───── TRECHO DO TEXTO

É importante, também, destacar que momentos essenciais da recordação se acham habilmente ficcionalizados em Saudades Mortas (2002), que traz ao plano representacional um conjunto de transfigurações imponderáveis da energia pretérita, por meio de visões encantadoras, inesquecíveis e cosmogônicas, como neste caso, em que 

Os anos se escondem nas saudades
que desaparecem
deixando apenas encardidos anos.
Onde estão? Esmagados no silêncio.
Só tu, alma minha, tens a ressurreição
Que surge sem sol

                          (SARNEY, 2002, p. 13). 

Aqui, o pensamento do sujeito enunciador vaga, em horas de êxtase, pelas sendas do imaginário, fruindo a dádiva daquela hora que alcança a plenitude da consciência que, entregue à solidão, cria momentos de particular beleza, capazes de acalentar os nossos mais caros devaneios, expressivos do dinamismo real da vida, e que estão ligados à energia condutora da experiência anímica, o que constitui uma aventura que concorre para prestigiar a força vivificante da sensibilidade humana.   

Perfazendo uma insólita trajetória entre o real e o ideal, o sujeito lírico acessa momentos inteiramente mágicos, que se instauram entre a vivência e a recordação, reveladores dos segredos de seu íntimo ser, e esses momentos induzem o leitor a vislumbrar que para além de sua história estende-se a sua persistente memória. Aqui, o leitor, especialmente aquele que aprecia Shakespeare, deixa sua percepção adentrar suavemente o castelo de Elsinor, seguindo as pegadas do irresoluto Hamlet, condição que o leva a experimentar expressivas imagens, como as desta canção:

Canto uma canção de amor
eterno sol.
O teu mistério,
a flor, a luz, a cor, as árvores, a vida.
O que me vejo e a ti me vejo,
entre tranças e desejos.

todas as cores da luz
que não se limitam às coisas,
mas constrói de luz e cinza
nossas almas (SARNEY, 2002, p. 95).

 Vê-se que a memória usada criativamente insere-nos no reino dos valores, ao colocar-nos em contato com um passado reconstruído e sublime, que permanece em nós, reavivando nossa experiência íntima, ou como postula Bachelard: “Ao lado do passado espesso de minha existência verdadeira, sujeito às fatalidades da matéria, com um sopro eu fizera desabrochar um passado em harmonia com meus destinos interiores” (1996, p. 97). Nesse domínio, o sujeito infunde em sua lembrança uma deleitável e sedutora melancolia que lhe põe imediatamente em contato com os privilégios da imaginação.

Em Saudades Mortas a leitura cria uma percepção dinâmica e múltipla, que nos remete a um alhures, que se afigura como um lugar insondável da produção de sentidos, em que o ideal transita para o imaginário e para o simbólico, tornando a experiência de ler um momento especialmente rico e belo, e a beleza, já dizia Plazaola (1973,  p. 342), “faz aflorar o esplendor da forma”, ou seja, ela é reveladora dos íntimos mistérios do ser, de onde emanam sugestivas e imprevisíveis significações, próprias das obras bem realizadas.

──────────
───── DADOS FORNECIDOS

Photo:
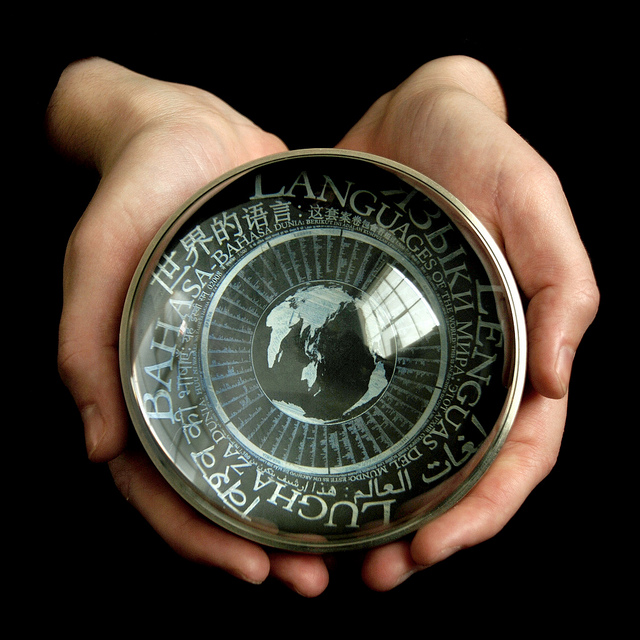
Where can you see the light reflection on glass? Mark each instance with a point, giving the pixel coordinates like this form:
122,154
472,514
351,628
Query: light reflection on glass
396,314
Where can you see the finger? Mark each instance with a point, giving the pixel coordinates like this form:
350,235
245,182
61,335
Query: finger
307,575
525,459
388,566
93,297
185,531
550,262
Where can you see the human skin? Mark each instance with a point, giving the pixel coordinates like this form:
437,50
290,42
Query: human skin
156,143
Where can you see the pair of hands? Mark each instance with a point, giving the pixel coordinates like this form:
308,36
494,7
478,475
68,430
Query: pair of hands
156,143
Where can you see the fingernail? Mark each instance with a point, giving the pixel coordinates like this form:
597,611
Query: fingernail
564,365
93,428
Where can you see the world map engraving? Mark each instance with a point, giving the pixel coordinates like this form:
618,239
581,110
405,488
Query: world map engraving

──────────

**INSTRUÇÕES:**
A - Copie sem alterações o trecho do texto sobre Saudades Mortas que começa em "Perfazendo uma insólita" e vai até "tranças e desejos.".
B - De acordo com o texto sobre Saudades Mortas, em que castelo entra a percepção do leitor que aprecia Shakespeare?

**RESPOSTAS:**
A -
Perfazendo uma insólita trajetória entre o real e o ideal, o sujeito lírico acessa momentos inteiramente mágicos, que se instauram entre a vivência e a recordação, reveladores dos segredos de seu íntimo ser, e esses momentos induzem o leitor a vislumbrar que para além de sua história estende-se a sua persistente memória. Aqui, o leitor, especialmente aquele que aprecia Shakespeare, deixa sua percepção adentrar suavemente o castelo de Elsinor, seguindo as pegadas do irresoluto Hamlet, condição que o leva a experimentar expressivas imagens, como as desta canção:

Canto uma canção de amor
eterno sol.
O teu mistério,
a flor, a luz, a cor, as árvores, a vida.
O que me vejo e a ti me vejo,
entre tranças e desejos.

B - No castelo de Elsinor.